Count the lines in the items below that contain the word "sweater", and give only that number.

:: Provided material ::
· · · · · · ·

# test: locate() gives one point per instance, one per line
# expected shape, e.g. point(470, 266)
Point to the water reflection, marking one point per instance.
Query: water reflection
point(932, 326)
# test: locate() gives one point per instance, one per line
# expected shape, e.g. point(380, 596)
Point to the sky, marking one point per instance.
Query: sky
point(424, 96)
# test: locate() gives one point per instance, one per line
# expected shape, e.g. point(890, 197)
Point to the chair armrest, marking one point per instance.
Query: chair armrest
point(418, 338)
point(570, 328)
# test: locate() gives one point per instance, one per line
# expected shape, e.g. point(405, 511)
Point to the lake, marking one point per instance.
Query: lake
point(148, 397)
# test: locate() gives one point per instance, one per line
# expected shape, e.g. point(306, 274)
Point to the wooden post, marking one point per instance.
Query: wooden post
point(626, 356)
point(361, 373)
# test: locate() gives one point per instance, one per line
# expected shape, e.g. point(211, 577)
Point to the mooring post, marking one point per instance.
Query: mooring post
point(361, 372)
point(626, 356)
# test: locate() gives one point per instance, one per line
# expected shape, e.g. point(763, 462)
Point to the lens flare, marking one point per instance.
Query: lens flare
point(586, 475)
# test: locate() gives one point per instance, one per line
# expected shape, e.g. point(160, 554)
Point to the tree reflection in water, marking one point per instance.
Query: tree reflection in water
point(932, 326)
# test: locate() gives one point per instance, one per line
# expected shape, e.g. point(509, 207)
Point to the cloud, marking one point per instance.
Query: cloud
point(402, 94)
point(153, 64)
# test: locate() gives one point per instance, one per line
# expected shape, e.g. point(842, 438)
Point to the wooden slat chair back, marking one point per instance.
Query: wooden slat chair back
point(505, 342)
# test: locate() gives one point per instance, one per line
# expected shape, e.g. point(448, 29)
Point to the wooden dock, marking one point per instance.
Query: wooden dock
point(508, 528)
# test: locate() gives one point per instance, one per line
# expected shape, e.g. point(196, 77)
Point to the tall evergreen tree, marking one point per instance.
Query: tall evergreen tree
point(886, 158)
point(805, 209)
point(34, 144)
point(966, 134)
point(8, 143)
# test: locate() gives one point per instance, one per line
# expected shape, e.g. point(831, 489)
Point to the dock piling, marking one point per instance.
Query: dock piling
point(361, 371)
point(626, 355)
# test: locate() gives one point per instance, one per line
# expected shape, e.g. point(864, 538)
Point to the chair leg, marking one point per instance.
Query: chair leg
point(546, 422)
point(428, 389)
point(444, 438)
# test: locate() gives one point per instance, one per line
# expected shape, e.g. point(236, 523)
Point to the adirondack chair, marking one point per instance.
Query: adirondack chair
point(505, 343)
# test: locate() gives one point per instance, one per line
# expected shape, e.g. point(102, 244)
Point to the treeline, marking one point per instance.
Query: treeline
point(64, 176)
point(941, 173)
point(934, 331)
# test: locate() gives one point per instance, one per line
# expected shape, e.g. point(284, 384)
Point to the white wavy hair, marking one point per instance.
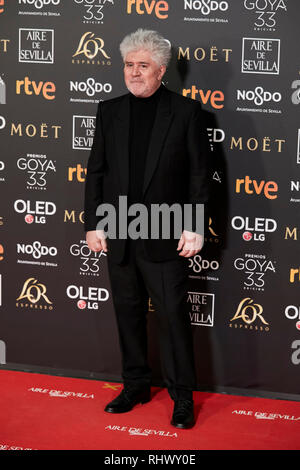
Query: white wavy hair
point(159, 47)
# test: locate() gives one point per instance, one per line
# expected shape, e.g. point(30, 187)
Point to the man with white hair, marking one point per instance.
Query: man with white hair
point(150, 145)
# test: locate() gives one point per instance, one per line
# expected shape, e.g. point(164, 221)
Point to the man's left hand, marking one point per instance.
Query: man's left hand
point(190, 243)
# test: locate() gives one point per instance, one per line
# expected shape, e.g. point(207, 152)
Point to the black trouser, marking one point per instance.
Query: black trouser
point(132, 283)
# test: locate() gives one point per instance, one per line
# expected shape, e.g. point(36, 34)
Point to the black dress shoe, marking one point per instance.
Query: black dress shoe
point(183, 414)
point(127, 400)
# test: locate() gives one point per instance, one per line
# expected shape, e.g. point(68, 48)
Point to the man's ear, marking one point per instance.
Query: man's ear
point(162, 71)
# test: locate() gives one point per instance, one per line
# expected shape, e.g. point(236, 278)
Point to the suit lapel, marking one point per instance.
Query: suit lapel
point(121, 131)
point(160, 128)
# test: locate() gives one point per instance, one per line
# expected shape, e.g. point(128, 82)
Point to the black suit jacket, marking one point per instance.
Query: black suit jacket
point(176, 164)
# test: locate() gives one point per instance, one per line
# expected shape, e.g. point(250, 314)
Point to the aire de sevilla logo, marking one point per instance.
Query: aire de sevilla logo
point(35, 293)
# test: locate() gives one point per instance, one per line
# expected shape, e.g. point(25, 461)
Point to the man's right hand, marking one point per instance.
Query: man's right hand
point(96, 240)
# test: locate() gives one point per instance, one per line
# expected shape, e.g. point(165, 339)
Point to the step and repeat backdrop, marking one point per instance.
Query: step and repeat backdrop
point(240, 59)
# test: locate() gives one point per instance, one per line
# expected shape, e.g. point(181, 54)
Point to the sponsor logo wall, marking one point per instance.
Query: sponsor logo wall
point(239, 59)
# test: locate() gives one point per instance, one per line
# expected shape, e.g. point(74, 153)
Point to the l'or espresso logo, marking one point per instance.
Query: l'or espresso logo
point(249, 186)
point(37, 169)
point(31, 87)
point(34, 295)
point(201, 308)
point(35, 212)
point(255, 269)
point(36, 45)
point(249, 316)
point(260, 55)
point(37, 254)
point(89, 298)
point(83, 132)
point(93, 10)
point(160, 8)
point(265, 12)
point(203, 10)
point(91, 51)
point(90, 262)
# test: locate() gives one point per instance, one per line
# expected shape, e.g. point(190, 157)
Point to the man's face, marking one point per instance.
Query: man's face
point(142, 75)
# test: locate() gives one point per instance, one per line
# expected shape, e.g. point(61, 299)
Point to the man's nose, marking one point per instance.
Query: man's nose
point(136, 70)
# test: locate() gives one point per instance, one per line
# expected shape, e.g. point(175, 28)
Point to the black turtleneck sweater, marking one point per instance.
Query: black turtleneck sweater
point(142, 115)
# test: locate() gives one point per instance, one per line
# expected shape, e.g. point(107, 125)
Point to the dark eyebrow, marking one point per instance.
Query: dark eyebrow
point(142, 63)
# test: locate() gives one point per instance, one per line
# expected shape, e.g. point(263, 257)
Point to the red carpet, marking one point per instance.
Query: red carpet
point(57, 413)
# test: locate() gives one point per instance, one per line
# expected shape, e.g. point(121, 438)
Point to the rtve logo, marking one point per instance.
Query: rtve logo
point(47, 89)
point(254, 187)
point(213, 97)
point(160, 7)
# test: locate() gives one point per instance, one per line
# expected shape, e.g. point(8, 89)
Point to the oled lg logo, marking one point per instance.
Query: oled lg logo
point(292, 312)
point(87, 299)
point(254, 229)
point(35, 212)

· · · · · · ·

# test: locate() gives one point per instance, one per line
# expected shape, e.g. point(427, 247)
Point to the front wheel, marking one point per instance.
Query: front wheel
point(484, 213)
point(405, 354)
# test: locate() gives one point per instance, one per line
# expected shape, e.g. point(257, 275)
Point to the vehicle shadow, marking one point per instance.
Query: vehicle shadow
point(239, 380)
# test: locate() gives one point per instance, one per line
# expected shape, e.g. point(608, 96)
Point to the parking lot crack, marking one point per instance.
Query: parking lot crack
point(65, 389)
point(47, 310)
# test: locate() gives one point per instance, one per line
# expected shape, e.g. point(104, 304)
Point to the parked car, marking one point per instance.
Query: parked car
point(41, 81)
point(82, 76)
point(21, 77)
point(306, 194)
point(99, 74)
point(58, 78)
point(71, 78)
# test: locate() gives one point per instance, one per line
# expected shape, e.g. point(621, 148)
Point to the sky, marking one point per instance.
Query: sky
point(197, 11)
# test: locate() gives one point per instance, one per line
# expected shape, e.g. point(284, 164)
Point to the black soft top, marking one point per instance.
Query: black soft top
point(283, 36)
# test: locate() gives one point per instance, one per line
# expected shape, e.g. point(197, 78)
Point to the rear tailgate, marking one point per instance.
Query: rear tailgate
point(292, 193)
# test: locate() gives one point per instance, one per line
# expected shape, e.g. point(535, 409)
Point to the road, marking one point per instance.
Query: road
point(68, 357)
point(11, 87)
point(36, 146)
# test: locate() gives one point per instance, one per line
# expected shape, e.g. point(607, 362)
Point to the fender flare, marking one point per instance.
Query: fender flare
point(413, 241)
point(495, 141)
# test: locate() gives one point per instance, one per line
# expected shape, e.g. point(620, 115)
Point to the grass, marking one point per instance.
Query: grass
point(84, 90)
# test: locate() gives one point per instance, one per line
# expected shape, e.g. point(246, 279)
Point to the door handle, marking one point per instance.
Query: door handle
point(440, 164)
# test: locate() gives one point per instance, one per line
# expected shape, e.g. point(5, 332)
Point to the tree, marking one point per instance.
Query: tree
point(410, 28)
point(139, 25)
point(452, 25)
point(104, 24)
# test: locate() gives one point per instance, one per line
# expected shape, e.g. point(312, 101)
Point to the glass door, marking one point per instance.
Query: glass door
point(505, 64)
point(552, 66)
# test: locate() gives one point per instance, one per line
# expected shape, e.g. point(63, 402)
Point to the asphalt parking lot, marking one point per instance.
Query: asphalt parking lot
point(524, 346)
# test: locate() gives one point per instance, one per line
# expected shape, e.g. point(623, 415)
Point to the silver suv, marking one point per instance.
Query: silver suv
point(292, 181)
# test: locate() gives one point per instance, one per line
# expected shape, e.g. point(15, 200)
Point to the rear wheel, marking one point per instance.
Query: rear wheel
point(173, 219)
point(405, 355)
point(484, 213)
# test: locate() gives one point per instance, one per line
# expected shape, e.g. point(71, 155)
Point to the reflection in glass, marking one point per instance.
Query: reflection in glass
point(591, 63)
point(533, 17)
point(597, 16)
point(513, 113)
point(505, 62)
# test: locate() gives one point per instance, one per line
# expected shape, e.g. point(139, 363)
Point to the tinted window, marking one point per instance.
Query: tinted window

· · · · · · ·

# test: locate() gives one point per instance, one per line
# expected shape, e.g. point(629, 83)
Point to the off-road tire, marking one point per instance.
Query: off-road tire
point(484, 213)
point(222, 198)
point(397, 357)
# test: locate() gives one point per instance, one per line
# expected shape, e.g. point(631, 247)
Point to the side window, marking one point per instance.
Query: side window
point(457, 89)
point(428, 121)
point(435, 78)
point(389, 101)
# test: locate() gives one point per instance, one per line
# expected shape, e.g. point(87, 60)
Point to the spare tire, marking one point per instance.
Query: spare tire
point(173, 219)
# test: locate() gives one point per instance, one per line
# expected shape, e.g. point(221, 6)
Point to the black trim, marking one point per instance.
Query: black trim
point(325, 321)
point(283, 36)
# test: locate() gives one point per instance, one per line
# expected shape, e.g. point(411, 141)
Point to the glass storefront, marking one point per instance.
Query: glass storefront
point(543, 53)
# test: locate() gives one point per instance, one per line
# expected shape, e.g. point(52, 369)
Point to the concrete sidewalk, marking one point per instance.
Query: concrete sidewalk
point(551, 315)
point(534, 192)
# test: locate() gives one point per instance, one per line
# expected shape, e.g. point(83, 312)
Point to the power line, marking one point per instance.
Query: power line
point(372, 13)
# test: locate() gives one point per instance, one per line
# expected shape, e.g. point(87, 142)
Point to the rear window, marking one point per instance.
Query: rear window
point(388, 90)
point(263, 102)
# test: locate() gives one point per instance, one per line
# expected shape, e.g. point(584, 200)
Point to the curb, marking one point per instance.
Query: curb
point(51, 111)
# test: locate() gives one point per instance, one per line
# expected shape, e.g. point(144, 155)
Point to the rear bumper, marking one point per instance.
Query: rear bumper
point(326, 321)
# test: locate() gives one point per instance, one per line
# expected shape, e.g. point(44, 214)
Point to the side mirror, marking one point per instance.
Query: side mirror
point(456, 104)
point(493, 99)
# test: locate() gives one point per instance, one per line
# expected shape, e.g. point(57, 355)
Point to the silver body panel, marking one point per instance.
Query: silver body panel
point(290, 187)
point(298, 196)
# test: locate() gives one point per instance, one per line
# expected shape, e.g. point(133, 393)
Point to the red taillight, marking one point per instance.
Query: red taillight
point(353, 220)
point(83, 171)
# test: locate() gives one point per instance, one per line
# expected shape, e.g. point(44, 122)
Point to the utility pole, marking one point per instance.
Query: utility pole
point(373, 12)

· · · · · · ·

:: Result for this exercise ::
2